• _EXERCISE_
Quote each line of the material verbatim, without the pictures.

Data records
^^^^^^^^
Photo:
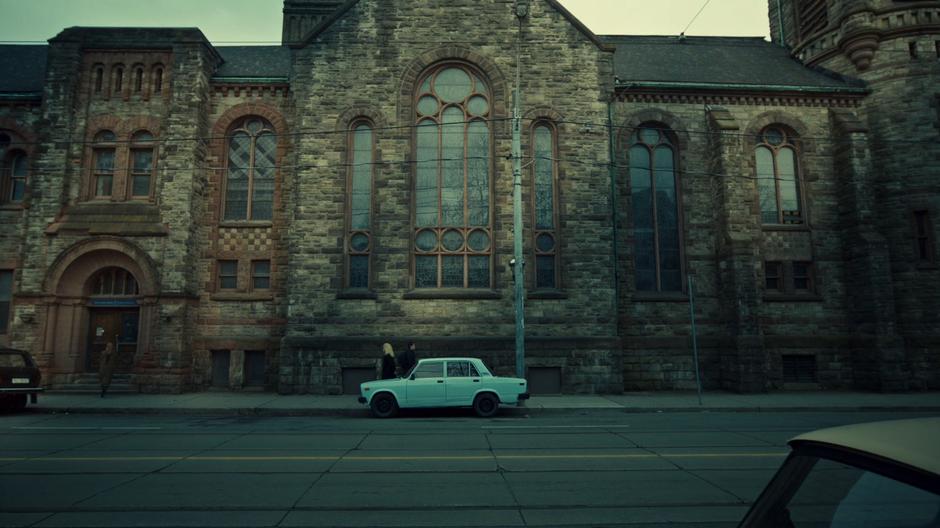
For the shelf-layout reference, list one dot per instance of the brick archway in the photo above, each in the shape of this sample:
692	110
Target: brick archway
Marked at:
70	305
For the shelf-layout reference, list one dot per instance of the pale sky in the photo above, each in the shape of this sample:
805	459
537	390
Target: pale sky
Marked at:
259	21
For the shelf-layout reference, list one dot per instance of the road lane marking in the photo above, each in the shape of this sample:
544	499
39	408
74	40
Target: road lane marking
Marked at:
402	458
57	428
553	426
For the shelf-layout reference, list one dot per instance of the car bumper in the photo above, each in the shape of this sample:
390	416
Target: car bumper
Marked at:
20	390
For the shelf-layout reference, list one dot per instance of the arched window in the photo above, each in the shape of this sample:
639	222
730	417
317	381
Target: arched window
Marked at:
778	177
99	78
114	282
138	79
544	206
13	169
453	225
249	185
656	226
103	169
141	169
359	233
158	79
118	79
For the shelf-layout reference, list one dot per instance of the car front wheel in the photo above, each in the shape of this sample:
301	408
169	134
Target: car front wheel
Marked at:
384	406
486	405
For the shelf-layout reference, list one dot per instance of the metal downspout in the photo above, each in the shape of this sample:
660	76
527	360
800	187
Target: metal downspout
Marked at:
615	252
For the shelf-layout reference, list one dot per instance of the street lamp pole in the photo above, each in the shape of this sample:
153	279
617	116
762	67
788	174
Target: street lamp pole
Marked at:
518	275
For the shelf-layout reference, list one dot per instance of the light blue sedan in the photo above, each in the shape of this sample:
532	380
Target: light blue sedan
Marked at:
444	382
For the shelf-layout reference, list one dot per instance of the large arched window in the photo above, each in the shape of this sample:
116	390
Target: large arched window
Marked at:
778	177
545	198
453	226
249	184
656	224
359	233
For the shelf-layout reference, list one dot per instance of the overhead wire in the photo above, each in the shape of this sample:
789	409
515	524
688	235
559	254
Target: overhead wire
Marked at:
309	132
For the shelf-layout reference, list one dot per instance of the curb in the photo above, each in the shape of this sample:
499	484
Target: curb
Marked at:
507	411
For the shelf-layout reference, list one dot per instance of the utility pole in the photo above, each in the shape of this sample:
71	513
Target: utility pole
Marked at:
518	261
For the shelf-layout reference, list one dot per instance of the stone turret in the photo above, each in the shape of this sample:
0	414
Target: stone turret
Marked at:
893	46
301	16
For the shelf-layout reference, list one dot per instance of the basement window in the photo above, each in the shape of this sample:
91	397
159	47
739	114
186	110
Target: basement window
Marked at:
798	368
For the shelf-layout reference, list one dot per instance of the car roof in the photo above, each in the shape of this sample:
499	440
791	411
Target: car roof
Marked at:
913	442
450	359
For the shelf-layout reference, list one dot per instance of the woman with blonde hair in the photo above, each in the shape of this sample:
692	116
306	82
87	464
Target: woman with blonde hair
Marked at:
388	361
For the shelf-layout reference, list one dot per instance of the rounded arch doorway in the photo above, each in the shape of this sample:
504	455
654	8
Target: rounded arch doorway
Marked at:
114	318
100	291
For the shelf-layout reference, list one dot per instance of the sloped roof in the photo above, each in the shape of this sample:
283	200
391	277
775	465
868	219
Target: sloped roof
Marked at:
^^^^^^^^
• _EXERCISE RESULT_
Photo:
For the shelf-layout reference, list one dot per instance of the brick archway in the photo above, each in the shape of this sample:
692	110
Target: brick archway
Marked at:
70	305
For the shelf-layout reference, list one dot per instance of the pale sky in the photo above, each in the shape of this sample:
805	459
537	390
Target: pale sky
Marked at:
259	21
For the shelf-layout reference, list one dot per instance of the road lane marking in the photo above, each in the shape of this sample:
544	499
39	408
74	40
Target: road lane marking
Marked at:
402	458
57	428
553	426
For the shelf-layout reference, list one dot per instance of the car bumper in the photo above, each in the shape of this sample:
390	416
Target: car bumper
Marked at:
20	390
For the shelf-layout reference, list one dot per instance of the arched window in the photo above, each in the shape of this sample:
639	222
730	417
317	381
Target: arched window
Marked at:
778	177
99	78
114	282
138	79
544	206
13	169
453	225
249	185
656	226
103	169
141	169
359	233
158	79
118	79
For the shelf-layout reference, list one dot per instance of the car front wheel in the photo above, each in the shape of this sample:
301	408
169	134
Target: car front wheel
Marked at:
384	406
486	405
For the shelf-layout reference, list one dot per instance of the metal downspout in the photo above, each in the shape of this sample:
660	76
527	360
800	187
Target: metal downspout
Marked at:
615	252
For the shelf-layout reference, list one dot per instance of the street lamp pole in the photo above, each in the shape of this sample:
153	279
617	116
762	67
788	174
Target: street lamp pole
Marked at:
518	275
For the shelf-layout reference, list one dot per instance of the light blue sedan in the photo above, each in the shape of this sample:
532	380
Target: light blue sedan
Marked at:
444	382
For the shelf-layout reference, list one dot per instance of the large arched window in the photo above, each in the shape of this sample:
116	390
Target: large arched window
Marked at:
778	177
545	198
453	226
249	184
656	224
359	233
For the shelf-layout reference, list one dot per instance of the overhead wire in the photo above, each in the shape of this sample:
789	409
515	524
688	235
559	254
Target: overhead wire
Marked at:
309	132
For the shelf-layout reference, list one dot per instance of the curb in the photo above, each in the shape of this sample:
499	484
Target: curb
Marked at:
507	411
For the shelf-layout reference, list one dot per instance of the utility pole in the photo above, each in the shape of this sample:
71	513
Target: utility pole
Marked at:
518	261
For the shelf-layout reference, list one dot per instance of the stone turret in the photo above, each in the shape of this sample:
0	414
Target: stone turret
Marked at:
893	46
301	16
For the shelf-layout reference, list one dot per instance of the basement window in the photo above, each in the shape of this sample:
91	397
159	47
739	114
186	110
Target: basement window
Marked at:
798	368
For the shelf-layout reference, list one dot per instance of the car roof in the photo above, each in the shape of this sample:
499	440
791	411
Target: car roof
Marked at:
913	442
450	359
For the shelf-layout reference, list one dot per instance of the woman with blonde hair in the photo above, each in the shape of this sample:
692	116
306	82
87	464
Target: woman with blonde hair
Marked at:
388	361
For the shelf-layout reference, list one dot per instance of the rounded arch doorway in the photo above, each in the shape of this sample:
504	455
654	8
Target: rounded arch doorway
Marked at:
114	318
100	291
For the shelf-layout reference, list one dot per instance of the sloped roof in the photo above, each in the shape of this sample:
283	200
391	277
775	465
868	219
Target: sloped roof
Marked at:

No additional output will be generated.